## Task prompt
Below are records; how many of their lines contain "Step"? Reply with the number and no other words.

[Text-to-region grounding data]
════
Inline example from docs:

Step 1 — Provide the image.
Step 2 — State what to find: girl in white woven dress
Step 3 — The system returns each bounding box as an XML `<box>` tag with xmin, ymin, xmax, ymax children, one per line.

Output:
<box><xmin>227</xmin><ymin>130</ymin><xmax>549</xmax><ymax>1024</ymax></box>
════
## Written answer
3